Reproduce every one of the records below verbatim, line for line, without changing anything.

**Data for this exercise**
□ □ □ □

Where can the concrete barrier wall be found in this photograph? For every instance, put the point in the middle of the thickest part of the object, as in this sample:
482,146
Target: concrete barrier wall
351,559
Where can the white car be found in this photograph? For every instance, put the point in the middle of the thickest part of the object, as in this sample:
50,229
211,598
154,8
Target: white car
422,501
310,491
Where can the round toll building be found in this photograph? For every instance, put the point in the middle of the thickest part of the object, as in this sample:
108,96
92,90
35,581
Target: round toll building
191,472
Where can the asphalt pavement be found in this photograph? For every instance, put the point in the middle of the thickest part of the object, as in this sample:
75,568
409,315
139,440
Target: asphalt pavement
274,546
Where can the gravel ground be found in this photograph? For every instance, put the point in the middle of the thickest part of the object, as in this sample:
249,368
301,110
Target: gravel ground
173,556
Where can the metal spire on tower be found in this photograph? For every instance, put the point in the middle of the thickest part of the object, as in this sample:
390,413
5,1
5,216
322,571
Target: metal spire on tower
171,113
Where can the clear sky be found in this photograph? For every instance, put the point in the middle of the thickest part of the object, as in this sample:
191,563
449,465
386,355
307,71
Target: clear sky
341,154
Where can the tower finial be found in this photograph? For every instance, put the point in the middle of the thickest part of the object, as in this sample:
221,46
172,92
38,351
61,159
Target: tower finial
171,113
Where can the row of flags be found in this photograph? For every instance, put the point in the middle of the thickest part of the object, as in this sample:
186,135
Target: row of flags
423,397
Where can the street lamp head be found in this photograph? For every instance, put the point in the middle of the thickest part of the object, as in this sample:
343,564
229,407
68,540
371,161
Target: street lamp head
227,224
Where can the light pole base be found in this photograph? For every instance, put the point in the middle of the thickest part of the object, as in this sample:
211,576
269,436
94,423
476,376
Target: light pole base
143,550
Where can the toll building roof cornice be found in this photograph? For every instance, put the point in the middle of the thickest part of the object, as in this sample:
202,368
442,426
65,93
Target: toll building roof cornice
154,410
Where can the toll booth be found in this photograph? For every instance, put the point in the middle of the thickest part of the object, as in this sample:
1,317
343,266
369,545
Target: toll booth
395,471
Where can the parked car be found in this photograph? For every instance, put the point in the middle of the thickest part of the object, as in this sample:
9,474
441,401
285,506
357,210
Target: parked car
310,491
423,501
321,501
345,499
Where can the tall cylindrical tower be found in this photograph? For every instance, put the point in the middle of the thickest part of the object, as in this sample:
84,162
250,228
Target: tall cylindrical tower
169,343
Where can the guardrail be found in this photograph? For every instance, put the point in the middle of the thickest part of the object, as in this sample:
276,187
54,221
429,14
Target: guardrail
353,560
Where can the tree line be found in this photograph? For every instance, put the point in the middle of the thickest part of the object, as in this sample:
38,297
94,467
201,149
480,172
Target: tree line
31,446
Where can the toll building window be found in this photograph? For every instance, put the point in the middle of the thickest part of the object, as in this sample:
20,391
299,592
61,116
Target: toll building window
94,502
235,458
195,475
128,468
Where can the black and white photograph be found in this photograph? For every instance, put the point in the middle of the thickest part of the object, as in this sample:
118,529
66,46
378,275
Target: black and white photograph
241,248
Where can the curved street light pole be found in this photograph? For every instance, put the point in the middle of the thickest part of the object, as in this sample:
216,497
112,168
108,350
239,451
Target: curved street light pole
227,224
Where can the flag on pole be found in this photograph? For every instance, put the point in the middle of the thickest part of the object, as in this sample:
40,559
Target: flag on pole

□ □ □ □

**Response to the exercise**
Where can the concrete barrier wall be found in this photograph? For every instance, put the point in the middle of the thickest part of the object, as in this sample:
482,146
Target: concrete barrier wall
351,559
Where can the white car be found in this photograph? For every instance, put the point in the middle of the thickest part of the object, as in this sample:
50,229
211,598
154,8
Target: white car
422,501
310,491
Where can the round toll building be found in this photograph? For every instance, put the point in the middle of the thickest part of the object, as in this sample:
108,96
92,90
35,581
Target: round toll building
191,472
Where can the asphalt pavement be found in this photograph? For every instance, put the point in the middle of the thickest part of the object, as in this sample:
75,568
409,315
139,440
Target: asphalt pavement
274,546
Where can the gravel ground be found in this photograph? For every instance, put the point in the middle of the thickest part of the object, as in this sample:
249,368
301,110
Target: gravel ground
173,556
Where can the metal spire on tower be found in this photograph? For every instance, put the point in the middle of the thickest part of the object, as in this sample:
390,413
5,1
5,216
322,571
Target: metal spire on tower
171,113
Where can the clear sky be found in this photograph? For every instance, put the point in the middle of the thickest part of the object, as in this sample:
191,563
449,465
386,355
307,71
Target: clear sky
341,154
Where can the tower finial be found in this photograph? For every instance, put the point in the middle of the thickest part of the object, as in this sample:
221,46
172,92
38,351
61,159
Target: tower finial
171,113
Where can the row of flags be found in this photograph? For every instance, put the point in the middle of the thickest part of the object, as in this sample:
186,135
Target: row of flags
423,397
Where can the street lamp head be found in this photograph? For every instance, put the point in the middle of the thickest part of the object, as in this sample:
343,564
229,407
68,540
371,161
Target: street lamp head
227,224
Where can the light pole base be found in this photograph? For every instance, put the point in the middle of the thickest part of the object, as in this sample:
211,576
269,436
94,423
476,376
Target: light pole base
143,550
Where can the toll building roof cornice be found in this photograph? For every instance, put the point in the middle of the thickest part of the object, as in this sample:
202,368
442,426
65,93
Target: toll building roof cornice
154,410
Where can the toll booth be found in this photograph? For every instance, put the point in the middle of the thickest part of the object, as in this sample:
1,317
343,266
369,545
Target: toll booth
395,471
Where can the parked car be found in this photograph? For every instance, put the point in the middle of the thickest part of the object, as in this sample:
9,474
441,401
285,506
357,210
Target: parked car
310,491
423,501
321,501
345,499
Where can the tall cylindrical tower be found in this photograph? For every instance, put the point in the middle of the thickest part of the object, as in this sample:
84,162
250,228
Target: tall cylindrical tower
169,343
Where can the guardrail be found in this photograph? For every instance, put the point in the middle of the thickest part of the object, as in this sample:
276,187
54,221
429,14
Target: guardrail
353,560
Where can the tree line be found in this photograph? For every instance, put the point in the middle of the thickest part of the object, as in this sample:
38,297
94,467
201,149
480,172
Target: tree line
31,446
Where can the toll building window be found in this photograph? For every instance, put the point in the middle of the thickest part of the object, as in this sample:
20,391
299,592
61,116
Target: toll building window
94,502
235,458
195,475
128,468
Where can the black and white photograph be found in this photograph? For every instance, put the point in the middle of the thickest part of the object, as in this sample:
118,529
66,46
378,275
Target: black and white photograph
241,248
Where can the curved street light pole be found in this photograph? For every instance, put the point in the middle of the thickest part of the object, as in this sample:
216,497
112,168
108,350
239,451
Target: curved street light pole
227,224
Where can the flag on pole be found in this photograph? For every instance, put the point in the middle of the thickest part of the object, as in this sample:
40,559
Target: flag on pole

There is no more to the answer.